Output every entry exactly as written.

Source records

◇ ◇ ◇ ◇

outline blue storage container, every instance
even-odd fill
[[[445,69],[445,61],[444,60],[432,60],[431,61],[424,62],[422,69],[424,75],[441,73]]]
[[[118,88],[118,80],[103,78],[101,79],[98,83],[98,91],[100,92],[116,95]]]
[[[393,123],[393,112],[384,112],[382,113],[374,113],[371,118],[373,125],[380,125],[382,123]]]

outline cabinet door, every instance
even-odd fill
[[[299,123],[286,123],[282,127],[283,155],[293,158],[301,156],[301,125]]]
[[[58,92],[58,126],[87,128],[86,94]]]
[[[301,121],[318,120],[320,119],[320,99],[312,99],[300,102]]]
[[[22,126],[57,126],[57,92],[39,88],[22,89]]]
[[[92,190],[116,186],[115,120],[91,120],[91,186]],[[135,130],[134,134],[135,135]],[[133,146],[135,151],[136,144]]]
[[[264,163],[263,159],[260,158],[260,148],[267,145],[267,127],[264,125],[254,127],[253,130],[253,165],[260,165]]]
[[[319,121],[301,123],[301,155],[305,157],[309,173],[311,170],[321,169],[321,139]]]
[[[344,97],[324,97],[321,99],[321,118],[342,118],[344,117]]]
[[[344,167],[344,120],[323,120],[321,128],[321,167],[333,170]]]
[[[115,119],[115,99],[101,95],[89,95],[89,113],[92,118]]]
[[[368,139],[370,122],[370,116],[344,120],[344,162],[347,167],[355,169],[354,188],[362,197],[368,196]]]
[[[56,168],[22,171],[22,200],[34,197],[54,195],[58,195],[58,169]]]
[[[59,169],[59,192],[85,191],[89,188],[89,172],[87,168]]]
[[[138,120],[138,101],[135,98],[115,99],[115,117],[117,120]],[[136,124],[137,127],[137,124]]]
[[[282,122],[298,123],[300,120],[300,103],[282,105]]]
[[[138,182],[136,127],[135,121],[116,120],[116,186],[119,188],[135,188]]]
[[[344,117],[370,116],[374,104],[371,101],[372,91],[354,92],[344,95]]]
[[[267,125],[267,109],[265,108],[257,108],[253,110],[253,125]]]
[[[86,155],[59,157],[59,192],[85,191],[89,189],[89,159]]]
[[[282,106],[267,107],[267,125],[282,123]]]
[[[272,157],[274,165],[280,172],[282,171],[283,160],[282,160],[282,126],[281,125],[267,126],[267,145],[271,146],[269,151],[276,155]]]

◇ ◇ ◇ ◇

■ Reply
outline blue storage container, every instance
even-odd fill
[[[445,69],[445,61],[444,60],[432,60],[431,61],[424,62],[422,69],[424,75],[441,73]]]
[[[118,88],[118,80],[103,78],[101,79],[98,83],[98,91],[100,92],[116,95]]]
[[[393,123],[393,112],[384,112],[382,113],[374,113],[371,118],[373,125],[380,125],[382,123]]]

outline cabinet door, every instance
even-odd fill
[[[299,123],[286,123],[282,127],[283,155],[293,158],[301,156],[301,125]]]
[[[58,92],[58,126],[87,128],[86,94]]]
[[[301,121],[318,120],[320,119],[320,99],[312,99],[300,102]]]
[[[22,126],[57,126],[57,92],[39,88],[22,89]]]
[[[92,190],[116,186],[115,120],[91,120],[91,186]],[[135,130],[134,134],[135,135]],[[133,146],[135,151],[136,144]]]
[[[264,163],[263,159],[260,158],[260,148],[267,145],[267,127],[264,125],[254,127],[253,130],[253,165],[260,165]]]
[[[319,121],[301,123],[301,155],[305,157],[309,173],[311,170],[321,169],[321,139]]]
[[[344,97],[324,97],[321,99],[321,118],[342,118],[344,117]]]
[[[344,167],[344,120],[323,120],[321,128],[321,167],[333,170]]]
[[[115,119],[115,99],[101,95],[89,95],[89,113],[92,118]]]
[[[368,139],[370,122],[370,116],[344,120],[344,162],[347,167],[355,169],[354,188],[362,197],[368,196]]]
[[[56,168],[22,171],[22,200],[34,197],[54,195],[58,195],[58,169]]]
[[[59,169],[59,192],[85,191],[89,188],[89,172],[87,168]]]
[[[138,120],[138,101],[135,98],[115,99],[115,117],[117,120]],[[136,124],[137,127],[137,124]]]
[[[282,122],[298,123],[300,120],[300,103],[282,105]]]
[[[138,182],[136,127],[135,121],[116,120],[116,186],[119,188],[135,188]]]
[[[344,117],[370,116],[374,104],[371,101],[372,91],[354,92],[344,95]]]
[[[267,125],[267,109],[265,108],[257,108],[253,110],[253,125]]]
[[[86,155],[59,157],[59,192],[85,191],[89,189],[89,159]]]
[[[282,106],[267,107],[267,125],[282,123]]]
[[[272,157],[274,165],[280,172],[282,171],[283,160],[282,160],[282,126],[281,125],[267,126],[267,145],[271,146],[269,151],[276,155]]]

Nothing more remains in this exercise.